** start **

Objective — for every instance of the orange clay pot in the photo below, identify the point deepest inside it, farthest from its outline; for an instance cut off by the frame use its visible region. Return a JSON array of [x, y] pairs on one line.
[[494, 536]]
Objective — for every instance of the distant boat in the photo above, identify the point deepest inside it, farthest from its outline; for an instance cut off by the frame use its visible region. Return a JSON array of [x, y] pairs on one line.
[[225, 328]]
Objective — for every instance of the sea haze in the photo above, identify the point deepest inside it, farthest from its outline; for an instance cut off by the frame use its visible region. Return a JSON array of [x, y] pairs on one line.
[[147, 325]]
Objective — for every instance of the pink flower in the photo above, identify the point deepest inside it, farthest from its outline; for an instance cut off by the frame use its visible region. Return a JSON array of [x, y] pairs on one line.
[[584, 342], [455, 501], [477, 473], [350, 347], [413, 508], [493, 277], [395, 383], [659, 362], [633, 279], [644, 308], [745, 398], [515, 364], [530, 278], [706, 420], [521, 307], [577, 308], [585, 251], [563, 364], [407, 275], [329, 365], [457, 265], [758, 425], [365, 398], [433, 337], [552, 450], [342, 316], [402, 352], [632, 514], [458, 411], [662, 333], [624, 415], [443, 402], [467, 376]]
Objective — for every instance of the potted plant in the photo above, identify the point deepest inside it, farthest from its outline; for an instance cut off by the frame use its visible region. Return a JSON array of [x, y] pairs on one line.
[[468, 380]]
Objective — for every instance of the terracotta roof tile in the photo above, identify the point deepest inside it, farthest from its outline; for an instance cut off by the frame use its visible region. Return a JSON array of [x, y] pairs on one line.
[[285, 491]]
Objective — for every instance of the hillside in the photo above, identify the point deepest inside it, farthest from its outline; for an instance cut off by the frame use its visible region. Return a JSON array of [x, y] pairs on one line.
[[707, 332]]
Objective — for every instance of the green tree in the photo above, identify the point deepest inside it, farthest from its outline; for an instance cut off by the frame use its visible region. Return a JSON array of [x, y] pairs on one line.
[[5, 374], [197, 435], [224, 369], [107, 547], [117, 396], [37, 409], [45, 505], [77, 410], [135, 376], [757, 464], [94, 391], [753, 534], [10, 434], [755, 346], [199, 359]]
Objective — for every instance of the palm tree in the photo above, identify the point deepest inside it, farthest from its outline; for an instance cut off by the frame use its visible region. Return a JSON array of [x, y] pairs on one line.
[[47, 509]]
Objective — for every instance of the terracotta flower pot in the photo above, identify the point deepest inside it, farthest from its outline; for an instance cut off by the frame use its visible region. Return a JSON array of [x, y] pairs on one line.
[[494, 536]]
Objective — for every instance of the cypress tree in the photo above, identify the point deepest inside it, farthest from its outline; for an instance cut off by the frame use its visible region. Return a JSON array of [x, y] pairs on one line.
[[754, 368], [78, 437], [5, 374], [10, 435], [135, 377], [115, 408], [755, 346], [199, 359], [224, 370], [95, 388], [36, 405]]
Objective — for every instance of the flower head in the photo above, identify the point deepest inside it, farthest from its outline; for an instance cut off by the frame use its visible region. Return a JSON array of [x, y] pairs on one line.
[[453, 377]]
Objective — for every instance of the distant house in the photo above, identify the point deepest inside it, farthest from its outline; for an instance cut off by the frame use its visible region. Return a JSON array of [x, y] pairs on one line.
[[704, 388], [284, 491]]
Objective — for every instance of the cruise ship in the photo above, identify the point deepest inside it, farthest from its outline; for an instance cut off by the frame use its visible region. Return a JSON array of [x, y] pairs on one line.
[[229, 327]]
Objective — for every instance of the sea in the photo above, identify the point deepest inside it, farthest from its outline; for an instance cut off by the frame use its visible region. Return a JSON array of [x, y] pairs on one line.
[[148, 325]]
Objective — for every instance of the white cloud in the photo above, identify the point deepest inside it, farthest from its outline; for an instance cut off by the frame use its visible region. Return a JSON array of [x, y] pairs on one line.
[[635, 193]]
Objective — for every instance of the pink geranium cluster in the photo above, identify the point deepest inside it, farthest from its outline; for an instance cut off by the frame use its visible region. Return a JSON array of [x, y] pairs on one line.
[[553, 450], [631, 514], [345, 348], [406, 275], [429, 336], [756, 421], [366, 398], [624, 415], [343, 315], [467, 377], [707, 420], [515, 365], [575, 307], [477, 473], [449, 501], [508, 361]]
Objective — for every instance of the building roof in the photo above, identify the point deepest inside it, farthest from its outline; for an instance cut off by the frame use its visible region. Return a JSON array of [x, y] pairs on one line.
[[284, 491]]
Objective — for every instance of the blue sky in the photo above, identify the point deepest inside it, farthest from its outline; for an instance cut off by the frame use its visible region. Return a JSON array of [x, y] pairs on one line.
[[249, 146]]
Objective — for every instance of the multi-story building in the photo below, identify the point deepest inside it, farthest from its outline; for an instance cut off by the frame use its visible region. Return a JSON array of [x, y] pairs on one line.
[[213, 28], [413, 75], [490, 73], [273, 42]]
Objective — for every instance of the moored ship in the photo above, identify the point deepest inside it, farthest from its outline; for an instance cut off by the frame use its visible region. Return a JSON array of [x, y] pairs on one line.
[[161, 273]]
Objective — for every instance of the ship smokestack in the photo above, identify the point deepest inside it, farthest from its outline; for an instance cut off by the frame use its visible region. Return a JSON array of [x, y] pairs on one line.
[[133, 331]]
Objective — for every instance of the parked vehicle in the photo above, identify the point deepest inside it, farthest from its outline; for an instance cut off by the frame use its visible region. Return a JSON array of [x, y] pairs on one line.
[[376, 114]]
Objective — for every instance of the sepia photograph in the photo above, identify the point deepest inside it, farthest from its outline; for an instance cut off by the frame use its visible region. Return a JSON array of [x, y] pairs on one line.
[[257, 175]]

** end **

> _Job_
Write out all the entries above as a numbered list, leaving out any blank lines.

> _Reply to the exercise_
1. Objective — for every instance of the orange clay pot in the photo below, identify the point deepest inside it, farthest from its outline; for an instance cut off by the frame use its visible region. Return a JSON array of [x, y] pairs on one line.
2. [[494, 536]]
3. Objective — for every instance of the distant boat in the photo above, identify the point deepest inside it, farthest from its outline; for an instance cut off by the frame use its visible region. Return a JSON array of [x, y] pairs on one line.
4. [[225, 328]]
5. Objective — for every instance of the sea haze in the photo above, identify the point deepest inside it, farthest from its outline; for an instance cut off by the frame use its visible region. Return a JSON array of [x, y] pairs on one line.
6. [[147, 325]]
7. Objective — for every instance of the pink flower in the photo above, identify the point deepest inside it, farthest from its outline; for an instance cut off by the frame use its visible region. Return a JSON array of [x, y] pairs on one line.
8. [[584, 342], [455, 501], [477, 473], [350, 347], [413, 508], [493, 277], [395, 383], [659, 362], [633, 279], [644, 308], [745, 398], [515, 364], [530, 278], [706, 420], [521, 307], [577, 308], [585, 251], [563, 364], [407, 275], [329, 365], [457, 265], [758, 425], [365, 398], [433, 337], [552, 450], [342, 316], [402, 352], [632, 514], [458, 411], [662, 333], [624, 415], [443, 402], [467, 376]]
9. Objective — for every instance of the potted plant in the photo above, identify the point deepest inside it, farthest from its outline; for an instance cut off by the frame use its visible region. Return a JSON array of [x, y] pairs on one line.
10. [[468, 380]]
11. Objective — for every instance of the terracotta roof tile in the photo above, identify the point deepest inside it, farthest from its outline; for an instance cut off by the frame use its visible region. Return a JSON array of [x, y] pairs on one line.
12. [[285, 491]]
13. Objective — for every instance of the hillside in the photo above, identify the point deepest inside it, farthest from its outline; for an instance cut off by the frame use its visible region. Return a JSON array of [x, y] pairs on one line.
14. [[707, 332]]
15. Objective — for every instance of the green tree in the photo above, identify the point deepest inside it, farthest from its outline; for an instance cut off by the frame use its visible region. Return a JSON array of [x, y] pairs on one line.
16. [[5, 374], [197, 435], [224, 369], [107, 547], [117, 396], [37, 409], [45, 505], [77, 410], [135, 376], [757, 464], [94, 391], [753, 534], [10, 434], [755, 346], [199, 359]]
17. Objective — for every instance of the palm tree in the photo above, identify the point deepest inside it, farthest from its outline; for an instance cut off by the frame use its visible region. Return a JSON array of [x, y] pairs on one line.
18. [[47, 509]]
19. Objective — for every instance of the terracotta flower pot in the photo above, identify the point deepest inside it, farthest from its outline; for an instance cut off by the frame use its visible region. Return a JSON array of [x, y] pairs on one line.
20. [[494, 536]]
21. Objective — for every instance of the cypress tree in the photo above, identify the point deepest inside it, farthest from its outline; for an instance cut off by the frame use its visible region. Return a JSON array of [x, y] pairs on one line.
22. [[754, 368], [78, 437], [5, 374], [10, 435], [135, 377], [115, 408], [755, 346], [199, 359], [224, 370], [95, 388], [36, 405]]
23. Objective — for every instance of the flower head in the photo above, identify the point deepest inside it, farthest from its outline; for an instance cut off by the frame use its visible region. Return a JSON array of [x, y] pairs on one line.
24. [[453, 377]]
25. Objective — for every instance of the distant house in the photo above, identify the point deepest inside it, farthest from its outline; for an instance cut off by the frame use its visible region. Return a JSON array of [x, y] pairs on one line.
26. [[704, 388], [284, 491]]
27. Objective — for every instance of the cruise ship in the photo above, identify the point deepest inside it, farthest from its outline; for an instance cut off by the frame use its visible region. Return a JSON array of [x, y] pairs on one line.
28. [[229, 327]]
29. Objective — for every instance of the sea in the photo above, identify the point deepest inside it, farthest from its outline; for an instance cut off by the frame use its visible region. Return a JSON array of [x, y] pairs on one line.
30. [[148, 325]]
31. Objective — for every instance of the white cloud in the photo above, identify the point deepest inside it, farthest from its outline; for an instance cut off by the frame use its visible region. Return a JSON array of [x, y] pairs on one line.
32. [[635, 193]]
33. Objective — for every instance of the pink geranium cluster in the photo above, identify the point deepest inside it, farthest from its outline; for an instance cut off by the frame use its visible region. Return a JSON array of [x, y] pairs on one line.
34. [[553, 450], [631, 514], [345, 348], [406, 275], [429, 336], [756, 421], [366, 398], [624, 415], [343, 315], [467, 377], [707, 420], [515, 365], [575, 307], [477, 473], [449, 501], [508, 361]]
35. Objective — for every instance of the building roof in the photo above, identify the point deepest inside it, farthest from its outline; for an instance cut off by the frame use its visible region. Return a JSON array of [x, y] pairs on one line.
36. [[284, 491]]
37. Objective — for every instance of the blue sky in the photo above, identify the point deepest inside it, farthest from its outline; for an instance cut off by the frame use its visible region. Return a JSON array of [x, y] pairs on one line.
38. [[249, 146]]
39. Objective — for every instance of the multi-story building in the photo below, identify the point deepest inside it, farthest from its outline; for an instance cut off by the frame use its visible region. Return a JSON array of [x, y] pairs on one line.
40. [[213, 28], [413, 75], [490, 73], [273, 42]]
41. Objective — for every instance of the moored ship in the photo above, identify the point deepest inside it, farthest from its outline; for an instance cut off by the frame use its visible region. Return a JSON array of [x, y] pairs on one line.
42. [[161, 273]]
43. Objective — for every instance of the ship smokestack in the photo above, identify the point deepest inside it, farthest from its outline; for an instance cut off by the frame use its visible region. Return a JSON array of [x, y] pairs on one line.
44. [[133, 331]]
45. Objective — for every instance of the parked vehicle in the photo above, identify the point deepest inside it, farthest from its outline; for an instance cut off by the frame use its visible region. Return a JSON array of [x, y] pairs on one line.
46. [[376, 114]]
47. Objective — for every instance of the sepia photograph in the photo above, identify the point deepest inside it, farthest from its outline; for an instance cut off by the frame use its visible region. Return a JSON array of [x, y] pairs on one line.
48. [[257, 175]]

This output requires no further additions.